# Task details
Rewrite the rows below with "car door" replaced by "vehicle door" everywhere and nothing else changed. Leave the pictures out of your answer.

● ● ● ●

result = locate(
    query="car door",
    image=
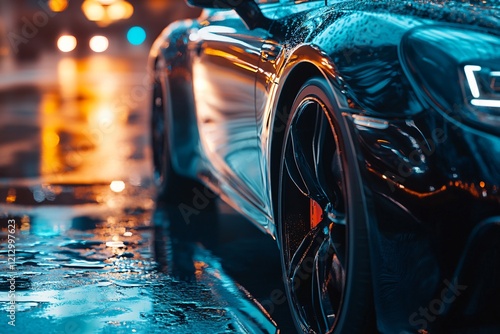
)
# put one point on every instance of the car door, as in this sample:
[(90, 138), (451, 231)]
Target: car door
[(224, 68)]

● ● ● ●

# Finished exercise
result = locate(
    query="vehicle door",
    image=
)
# put one point on every instance of the vehicle door, as in this sample:
[(90, 138), (451, 231)]
Target: vehicle door
[(224, 68)]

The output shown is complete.